━━ Selected text
Initialisation

In [89]:
# required libraries
import pandas as pd
import os
from pathlib import Path
# CHECK DATE 
import datetime
# parameters and URLs

#Gotta MAKE IT GLOBAL
path = str(Path(os.path.abspath(os.getcwd())).absolute())
csvurl=path+'/shopping_trends_updated.csv'
owl=path+'/cosumer_habits_ontology.rdf'

# Load the required libraries
from rdflib import Graph, Literal, RDF, URIRef, Namespace
# rdflib knows about some namespaces, like FOAF
from rdflib.namespace import FOAF, XSD
TR = Namespace("http://www.semanticweb.org/aritz/ontologies/2023/10/costumerHabits#")



Importation of the CSV file

In [90]:
# Load the CSV files in memory
trends = pd.read_csv(csvurl, sep=',', index_col='Customer ID')

Creation of the graph

In [91]:
g = Graph()
g.parse(owl, format="xml")
g.bind("TR", TR)

Cleaning of the data

In [92]:
unique_season=trends['Season'].unique()
unique_payment = trends['Payment Method'].unique()

Filling the Graph

In [93]:

for i in range(0,len(unique_season)):
    Season_uri = URIRef(TR + "Season" + str(i))
    g.add((Season_uri, RDF.type, TR.Season))
    g.add((Season_uri, TR['Season'], Literal(unique_season[i], datatype=XSD.string)))

for i in range(0,len(unique_payment)):
    Payment_uri = URIRef(TR + "Payment" + str(i))
    g.add((Payment_uri, RDF.type, TR.Payment))
    g.add((Payment_uri, TR['Payment_Method'], Literal(unique_payment[i], datatype=XSD.string)))
━━━━
━━ Provided records
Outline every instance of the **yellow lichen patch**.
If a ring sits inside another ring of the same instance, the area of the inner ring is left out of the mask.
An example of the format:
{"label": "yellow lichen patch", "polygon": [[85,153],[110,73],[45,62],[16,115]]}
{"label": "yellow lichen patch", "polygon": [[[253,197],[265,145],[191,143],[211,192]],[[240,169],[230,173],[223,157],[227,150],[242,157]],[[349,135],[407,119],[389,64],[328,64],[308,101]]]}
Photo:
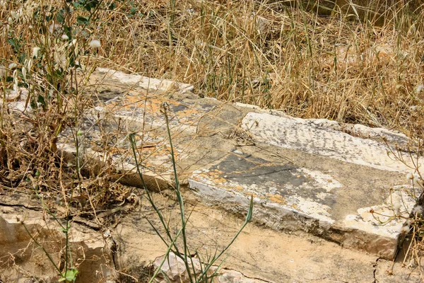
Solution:
{"label": "yellow lichen patch", "polygon": [[285,203],[285,198],[284,197],[282,197],[281,195],[270,195],[269,194],[267,195],[268,197],[268,200],[269,200],[271,202],[277,202],[279,204],[282,204],[282,203]]}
━━━━
■ **Requests**
1. Translate this comment from the shopping-trends notebook into Spanish: "rdflib knows about some namespaces, like FOAF."
2. Answer from the shopping-trends notebook:
(a) Which column is set as the index when the CSV file is read?
(b) What format is given when the ontology file is parsed?
(c) What datatype do the Season and Payment_Method literals receive?
3. Pick up the shopping-trends notebook after its last line and write the code that comes next.

■ **Answers by task**
1. rdflib conoce algunos espacios de nombres, como FOAF.

2.
(a) Customer ID
(b) "xml"
(c) XSD.string

3.
# Iterate over the rows of the DataFrame
for index, row in trends.iterrows():
    # Create a URIRef for the movie based on the 'ID' column
    client_uri = URIRef(TR + "Client" + str(index))
    # Add triples using the movie_uri
    g.add((client_uri, RDF.type, TR.Customer))
    #fill the Client Class
    g.add((client_uri, TR['Age'], Literal(row['Age'], datatype=XSD.int)))
    g.add((client_uri, TR['Gender'], Literal(row['Gender'], datatype=XSD.string)))
    g.add((client_uri, TR['Review_Rating'], Literal(row['Review Rating'], datatype=XSD.string)))
    g.add((client_uri, TR['Discount_Applied'], Literal(row['Discount Applied'], datatype=XSD.string)))

    #fill the Habits Class
    habits_uri = URIRef(TR + "Habits" + str(index))
    g.add((habits_uri, RDF.type, TR.Habits))
    g.add((habits_uri, TR['Previous_Purchases'], Literal(row['Previous Purchases'], datatype=XSD.int)))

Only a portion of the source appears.